═════ THE DATA ═════

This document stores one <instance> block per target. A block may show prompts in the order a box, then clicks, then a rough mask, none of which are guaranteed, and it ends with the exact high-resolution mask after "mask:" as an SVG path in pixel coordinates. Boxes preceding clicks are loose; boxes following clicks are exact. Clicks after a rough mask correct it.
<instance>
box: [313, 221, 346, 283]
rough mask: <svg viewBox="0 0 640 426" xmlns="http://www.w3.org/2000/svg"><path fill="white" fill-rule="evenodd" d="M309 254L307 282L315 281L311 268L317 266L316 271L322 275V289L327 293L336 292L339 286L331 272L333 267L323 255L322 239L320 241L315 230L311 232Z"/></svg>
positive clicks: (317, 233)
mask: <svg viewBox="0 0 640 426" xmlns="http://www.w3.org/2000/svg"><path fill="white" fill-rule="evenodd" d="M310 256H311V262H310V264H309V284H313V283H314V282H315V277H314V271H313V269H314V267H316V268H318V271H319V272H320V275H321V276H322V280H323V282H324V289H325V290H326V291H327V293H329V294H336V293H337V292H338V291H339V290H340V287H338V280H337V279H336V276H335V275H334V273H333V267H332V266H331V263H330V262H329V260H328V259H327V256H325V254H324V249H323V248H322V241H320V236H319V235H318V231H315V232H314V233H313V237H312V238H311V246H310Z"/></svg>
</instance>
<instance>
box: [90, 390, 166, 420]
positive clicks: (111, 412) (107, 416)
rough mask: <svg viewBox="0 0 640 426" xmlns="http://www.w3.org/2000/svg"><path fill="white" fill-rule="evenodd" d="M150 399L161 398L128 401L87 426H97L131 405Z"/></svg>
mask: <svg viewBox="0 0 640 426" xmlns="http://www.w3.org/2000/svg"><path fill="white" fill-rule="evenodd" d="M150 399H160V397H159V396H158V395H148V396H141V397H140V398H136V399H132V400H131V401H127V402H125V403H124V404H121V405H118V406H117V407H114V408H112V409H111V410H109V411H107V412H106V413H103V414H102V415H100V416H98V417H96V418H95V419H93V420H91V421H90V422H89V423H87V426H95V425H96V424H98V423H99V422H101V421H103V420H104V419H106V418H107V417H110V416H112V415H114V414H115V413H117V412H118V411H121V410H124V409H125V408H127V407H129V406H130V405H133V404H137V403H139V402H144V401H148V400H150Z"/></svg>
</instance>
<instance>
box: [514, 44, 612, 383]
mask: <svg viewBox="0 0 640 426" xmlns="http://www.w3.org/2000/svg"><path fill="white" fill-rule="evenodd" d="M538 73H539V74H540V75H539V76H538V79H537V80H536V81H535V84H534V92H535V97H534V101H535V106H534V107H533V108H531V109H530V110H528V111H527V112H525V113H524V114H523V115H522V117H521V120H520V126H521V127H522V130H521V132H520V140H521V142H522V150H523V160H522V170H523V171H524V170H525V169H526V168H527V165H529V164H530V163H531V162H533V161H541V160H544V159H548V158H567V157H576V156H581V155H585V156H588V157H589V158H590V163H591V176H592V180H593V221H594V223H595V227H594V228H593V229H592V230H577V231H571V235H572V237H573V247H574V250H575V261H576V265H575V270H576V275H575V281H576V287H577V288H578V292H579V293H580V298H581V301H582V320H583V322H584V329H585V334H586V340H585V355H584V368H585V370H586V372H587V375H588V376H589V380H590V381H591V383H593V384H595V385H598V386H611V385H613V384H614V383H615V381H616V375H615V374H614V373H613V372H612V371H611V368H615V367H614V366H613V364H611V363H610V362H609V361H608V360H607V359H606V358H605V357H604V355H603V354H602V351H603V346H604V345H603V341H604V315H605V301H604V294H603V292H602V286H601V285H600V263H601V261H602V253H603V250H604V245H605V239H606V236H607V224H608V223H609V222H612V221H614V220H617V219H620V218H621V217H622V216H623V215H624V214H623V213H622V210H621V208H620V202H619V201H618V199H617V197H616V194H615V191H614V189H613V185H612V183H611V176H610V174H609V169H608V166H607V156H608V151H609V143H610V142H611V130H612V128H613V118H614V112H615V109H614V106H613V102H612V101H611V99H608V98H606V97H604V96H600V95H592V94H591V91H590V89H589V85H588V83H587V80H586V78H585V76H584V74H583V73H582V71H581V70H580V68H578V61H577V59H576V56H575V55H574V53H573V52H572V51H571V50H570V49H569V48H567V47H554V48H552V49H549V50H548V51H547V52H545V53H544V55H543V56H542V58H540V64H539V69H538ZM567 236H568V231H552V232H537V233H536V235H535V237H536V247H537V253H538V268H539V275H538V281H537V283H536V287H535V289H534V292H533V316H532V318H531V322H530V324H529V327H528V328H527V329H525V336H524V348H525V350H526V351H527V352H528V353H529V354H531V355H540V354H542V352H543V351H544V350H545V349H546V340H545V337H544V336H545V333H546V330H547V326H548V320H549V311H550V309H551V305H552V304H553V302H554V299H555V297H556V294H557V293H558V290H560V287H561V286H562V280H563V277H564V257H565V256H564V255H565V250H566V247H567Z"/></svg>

═════

WHAT IS BEING ASKED
Word for word, retype each record.

THE COMPLETED TASK
This document stores one <instance> block per target. A block may show prompts in the order a box, then clicks, then a rough mask, none of which are guaranteed, and it ends with the exact high-resolution mask after "mask:" as an SVG path in pixel coordinates. Boxes preceding clicks are loose; boxes following clicks are exact. Clicks after a rough mask correct it.
<instance>
box: [313, 221, 346, 283]
rough mask: <svg viewBox="0 0 640 426" xmlns="http://www.w3.org/2000/svg"><path fill="white" fill-rule="evenodd" d="M309 254L307 282L315 281L311 268L317 266L316 271L322 275V289L327 293L336 292L339 286L331 272L333 267L323 255L322 239L320 241L315 230L311 232Z"/></svg>
positive clicks: (317, 233)
mask: <svg viewBox="0 0 640 426" xmlns="http://www.w3.org/2000/svg"><path fill="white" fill-rule="evenodd" d="M310 256H311V262H310V264H309V284H313V283H314V282H315V277H314V271H313V269H314V267H316V268H318V271H319V272H320V275H321V276H322V280H323V282H324V289H325V290H326V291H327V293H329V294H336V293H337V292H338V291H339V290H340V287H338V280H337V279H336V276H335V275H334V273H333V267H332V266H331V263H330V262H329V260H328V259H327V256H325V254H324V249H323V248H322V241H320V236H319V235H318V231H315V232H314V233H313V237H312V238H311V246H310Z"/></svg>
</instance>
<instance>
box: [90, 390, 166, 420]
positive clicks: (111, 412) (107, 416)
rough mask: <svg viewBox="0 0 640 426" xmlns="http://www.w3.org/2000/svg"><path fill="white" fill-rule="evenodd" d="M150 399L161 398L128 401L87 426H97L131 405Z"/></svg>
mask: <svg viewBox="0 0 640 426" xmlns="http://www.w3.org/2000/svg"><path fill="white" fill-rule="evenodd" d="M150 399H160V397H159V396H158V395H148V396H141V397H140V398H136V399H132V400H131V401H127V402H125V403H124V404H121V405H118V406H117V407H114V408H112V409H111V410H109V411H107V412H106V413H103V414H102V415H100V416H98V417H96V418H95V419H93V420H91V421H90V422H89V423H87V426H95V425H96V424H98V423H99V422H101V421H103V420H104V419H106V418H107V417H110V416H112V415H114V414H115V413H117V412H118V411H121V410H124V409H125V408H127V407H129V406H130V405H133V404H137V403H139V402H144V401H148V400H150Z"/></svg>
</instance>
<instance>
box: [514, 44, 612, 383]
mask: <svg viewBox="0 0 640 426" xmlns="http://www.w3.org/2000/svg"><path fill="white" fill-rule="evenodd" d="M538 73H539V74H540V75H539V76H538V79H537V80H536V81H535V84H534V92H535V97H534V101H535V106H534V107H533V108H531V109H530V110H528V111H527V112H525V113H524V114H523V115H522V117H521V120H520V126H521V127H522V130H521V132H520V140H521V142H522V150H523V160H522V170H523V171H524V170H525V169H526V168H527V165H529V164H530V163H531V162H533V161H541V160H544V159H548V158H567V157H576V156H581V155H585V156H588V157H589V158H590V163H591V176H592V180H593V221H594V223H595V227H594V228H593V229H592V230H577V231H571V235H572V237H573V247H574V250H575V261H576V265H575V270H576V275H575V281H576V287H577V288H578V292H579V293H580V298H581V301H582V320H583V322H584V329H585V334H586V340H585V355H584V368H585V370H586V372H587V375H588V376H589V380H590V381H591V383H593V384H595V385H598V386H611V385H613V384H614V383H615V381H616V375H615V374H614V373H613V372H612V371H611V368H615V367H614V366H613V364H611V363H610V362H609V361H608V360H607V359H606V358H605V357H604V355H603V354H602V351H603V346H604V345H603V341H604V315H605V301H604V294H603V292H602V286H601V285H600V263H601V261H602V253H603V250H604V245H605V239H606V236H607V224H608V223H609V222H612V221H614V220H617V219H620V218H621V217H622V216H623V215H624V214H623V213H622V210H621V208H620V202H619V201H618V199H617V197H616V194H615V191H614V189H613V185H612V183H611V176H610V174H609V169H608V166H607V156H608V151H609V143H610V142H611V130H612V128H613V118H614V112H615V109H614V106H613V102H612V101H611V99H608V98H606V97H604V96H600V95H592V94H591V91H590V89H589V85H588V83H587V80H586V78H585V76H584V74H583V73H582V71H581V70H580V68H578V61H577V59H576V56H575V55H574V53H573V52H572V51H571V50H570V49H569V48H567V47H554V48H552V49H549V50H548V51H547V52H545V53H544V55H543V56H542V58H540V64H539V69H538ZM567 236H568V231H552V232H537V233H536V235H535V237H536V247H537V253H538V268H539V275H538V281H537V283H536V287H535V289H534V292H533V316H532V318H531V322H530V324H529V327H528V328H527V329H525V336H524V348H525V350H526V351H527V352H528V353H529V354H531V355H540V354H542V352H543V351H544V350H545V349H546V340H545V337H544V336H545V333H546V330H547V326H548V320H549V311H550V309H551V305H552V304H553V302H554V299H555V297H556V294H557V293H558V290H560V287H561V286H562V280H563V277H564V257H565V256H564V255H565V250H566V247H567Z"/></svg>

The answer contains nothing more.